** Start **
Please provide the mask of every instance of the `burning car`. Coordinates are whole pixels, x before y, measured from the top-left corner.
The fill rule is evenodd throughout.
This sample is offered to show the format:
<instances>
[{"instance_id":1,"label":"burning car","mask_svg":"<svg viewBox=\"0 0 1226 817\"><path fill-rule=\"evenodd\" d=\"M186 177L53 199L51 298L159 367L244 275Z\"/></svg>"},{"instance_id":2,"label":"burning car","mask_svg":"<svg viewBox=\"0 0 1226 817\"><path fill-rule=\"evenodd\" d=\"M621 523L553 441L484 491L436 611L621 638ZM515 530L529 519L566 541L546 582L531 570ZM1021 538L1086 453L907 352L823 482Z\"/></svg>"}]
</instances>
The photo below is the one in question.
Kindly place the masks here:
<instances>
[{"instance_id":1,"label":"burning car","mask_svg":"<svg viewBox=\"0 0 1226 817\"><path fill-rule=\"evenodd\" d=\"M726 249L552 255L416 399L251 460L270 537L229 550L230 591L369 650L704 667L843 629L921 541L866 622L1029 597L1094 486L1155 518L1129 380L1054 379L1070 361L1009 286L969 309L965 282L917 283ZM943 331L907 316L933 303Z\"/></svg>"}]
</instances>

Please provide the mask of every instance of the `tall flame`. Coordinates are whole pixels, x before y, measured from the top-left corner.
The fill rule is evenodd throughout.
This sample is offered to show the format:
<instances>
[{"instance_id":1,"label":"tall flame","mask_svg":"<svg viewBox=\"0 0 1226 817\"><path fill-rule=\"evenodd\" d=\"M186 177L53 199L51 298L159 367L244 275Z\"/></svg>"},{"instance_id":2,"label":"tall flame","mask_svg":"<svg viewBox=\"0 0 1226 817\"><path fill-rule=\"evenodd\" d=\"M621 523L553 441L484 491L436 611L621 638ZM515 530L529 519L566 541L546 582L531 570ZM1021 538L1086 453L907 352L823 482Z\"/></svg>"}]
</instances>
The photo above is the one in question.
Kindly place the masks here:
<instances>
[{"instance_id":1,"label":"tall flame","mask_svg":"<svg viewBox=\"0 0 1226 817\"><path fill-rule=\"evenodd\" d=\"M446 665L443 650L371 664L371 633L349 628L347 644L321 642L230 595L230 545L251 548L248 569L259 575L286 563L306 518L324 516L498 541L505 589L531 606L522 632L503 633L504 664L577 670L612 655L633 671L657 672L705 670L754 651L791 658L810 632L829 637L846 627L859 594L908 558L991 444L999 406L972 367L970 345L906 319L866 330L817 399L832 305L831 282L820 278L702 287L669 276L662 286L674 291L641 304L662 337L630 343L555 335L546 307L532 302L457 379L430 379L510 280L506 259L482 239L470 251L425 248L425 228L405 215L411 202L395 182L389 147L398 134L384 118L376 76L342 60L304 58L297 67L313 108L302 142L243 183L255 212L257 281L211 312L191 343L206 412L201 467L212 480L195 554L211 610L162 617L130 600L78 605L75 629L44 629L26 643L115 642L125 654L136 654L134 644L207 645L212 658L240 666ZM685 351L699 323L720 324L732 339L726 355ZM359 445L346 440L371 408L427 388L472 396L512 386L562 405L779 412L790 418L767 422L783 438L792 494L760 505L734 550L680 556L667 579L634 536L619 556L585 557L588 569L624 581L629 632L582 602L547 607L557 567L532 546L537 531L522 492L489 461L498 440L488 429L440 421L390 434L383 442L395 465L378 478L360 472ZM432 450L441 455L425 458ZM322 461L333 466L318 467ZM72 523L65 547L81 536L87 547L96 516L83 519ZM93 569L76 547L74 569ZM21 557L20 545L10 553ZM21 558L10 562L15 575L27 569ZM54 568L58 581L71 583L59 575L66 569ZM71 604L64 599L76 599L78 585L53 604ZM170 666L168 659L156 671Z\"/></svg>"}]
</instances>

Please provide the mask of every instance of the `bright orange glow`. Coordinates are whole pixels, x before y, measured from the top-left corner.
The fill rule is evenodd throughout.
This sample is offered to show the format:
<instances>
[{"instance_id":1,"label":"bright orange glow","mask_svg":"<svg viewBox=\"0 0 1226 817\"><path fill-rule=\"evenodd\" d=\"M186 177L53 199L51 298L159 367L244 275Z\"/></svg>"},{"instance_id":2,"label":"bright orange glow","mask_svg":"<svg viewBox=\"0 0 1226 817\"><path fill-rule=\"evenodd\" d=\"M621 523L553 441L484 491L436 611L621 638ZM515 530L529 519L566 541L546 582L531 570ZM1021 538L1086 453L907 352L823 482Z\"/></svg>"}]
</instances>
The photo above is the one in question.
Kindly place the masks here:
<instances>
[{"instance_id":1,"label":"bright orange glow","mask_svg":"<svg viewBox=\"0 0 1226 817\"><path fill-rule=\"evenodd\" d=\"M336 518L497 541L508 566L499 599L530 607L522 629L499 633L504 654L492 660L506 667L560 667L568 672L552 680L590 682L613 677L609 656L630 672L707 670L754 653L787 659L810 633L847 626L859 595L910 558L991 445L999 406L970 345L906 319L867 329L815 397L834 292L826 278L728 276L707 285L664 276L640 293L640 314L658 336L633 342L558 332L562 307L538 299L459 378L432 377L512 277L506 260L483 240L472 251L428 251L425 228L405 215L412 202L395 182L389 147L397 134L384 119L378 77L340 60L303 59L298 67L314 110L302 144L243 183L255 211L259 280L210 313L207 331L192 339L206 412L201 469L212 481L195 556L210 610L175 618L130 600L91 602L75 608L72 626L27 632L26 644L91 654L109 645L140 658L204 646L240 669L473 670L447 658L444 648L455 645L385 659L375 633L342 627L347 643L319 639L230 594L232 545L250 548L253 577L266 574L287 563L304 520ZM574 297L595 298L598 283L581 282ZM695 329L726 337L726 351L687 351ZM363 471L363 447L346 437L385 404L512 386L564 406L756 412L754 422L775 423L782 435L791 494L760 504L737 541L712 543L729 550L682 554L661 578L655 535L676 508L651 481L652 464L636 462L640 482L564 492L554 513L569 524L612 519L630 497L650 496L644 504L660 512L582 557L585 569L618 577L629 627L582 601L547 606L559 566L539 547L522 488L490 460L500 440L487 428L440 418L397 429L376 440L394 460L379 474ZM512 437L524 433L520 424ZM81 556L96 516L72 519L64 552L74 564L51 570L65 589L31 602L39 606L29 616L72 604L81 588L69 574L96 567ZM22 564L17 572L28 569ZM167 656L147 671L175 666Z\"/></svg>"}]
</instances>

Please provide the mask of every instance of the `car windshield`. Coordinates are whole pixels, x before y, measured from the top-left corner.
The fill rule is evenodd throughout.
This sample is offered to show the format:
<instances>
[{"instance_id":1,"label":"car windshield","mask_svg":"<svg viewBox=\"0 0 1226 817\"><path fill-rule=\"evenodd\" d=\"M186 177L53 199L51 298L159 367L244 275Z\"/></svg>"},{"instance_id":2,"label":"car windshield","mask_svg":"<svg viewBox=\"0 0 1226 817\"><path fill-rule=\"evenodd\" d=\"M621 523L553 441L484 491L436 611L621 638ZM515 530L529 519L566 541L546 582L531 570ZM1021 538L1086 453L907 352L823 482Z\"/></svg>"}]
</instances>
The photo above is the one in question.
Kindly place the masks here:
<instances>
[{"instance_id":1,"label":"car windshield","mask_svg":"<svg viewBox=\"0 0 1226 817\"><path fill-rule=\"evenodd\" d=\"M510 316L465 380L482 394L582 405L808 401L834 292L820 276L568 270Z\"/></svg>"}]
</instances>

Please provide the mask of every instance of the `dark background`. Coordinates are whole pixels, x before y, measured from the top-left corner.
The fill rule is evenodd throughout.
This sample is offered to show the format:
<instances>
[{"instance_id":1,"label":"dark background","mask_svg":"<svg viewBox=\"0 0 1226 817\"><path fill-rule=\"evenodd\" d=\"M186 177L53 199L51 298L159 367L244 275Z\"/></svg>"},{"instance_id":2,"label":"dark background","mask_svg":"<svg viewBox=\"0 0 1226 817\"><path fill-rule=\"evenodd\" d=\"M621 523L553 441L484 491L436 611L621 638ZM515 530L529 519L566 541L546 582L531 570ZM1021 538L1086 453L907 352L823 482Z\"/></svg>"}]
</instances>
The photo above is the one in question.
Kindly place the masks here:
** End **
TASK BRIEF: Extract from the records above each line that contains the word "every", and reproduce those lines in their original order.

ANSWER BELOW:
Please provide the mask of every instance of the `burning car`. Coordinates are whole pixels, x before y, measured from the top-left corner.
Please provide the mask of every instance of the `tall flame`. Coordinates are whole pixels, x before y, measured from the top-left corner.
Please provide the mask of every instance of the `bright orange glow`. Coordinates are whole pixels, x before y, measured from the top-left corner.
Please provide the mask of every instance of the `car windshield`. Coordinates are whole pixels, x before y, measured from the top-left corner.
Please provide the mask of every instance of the `dark background`. Coordinates are whole pixels, x before y, measured from the top-left corner.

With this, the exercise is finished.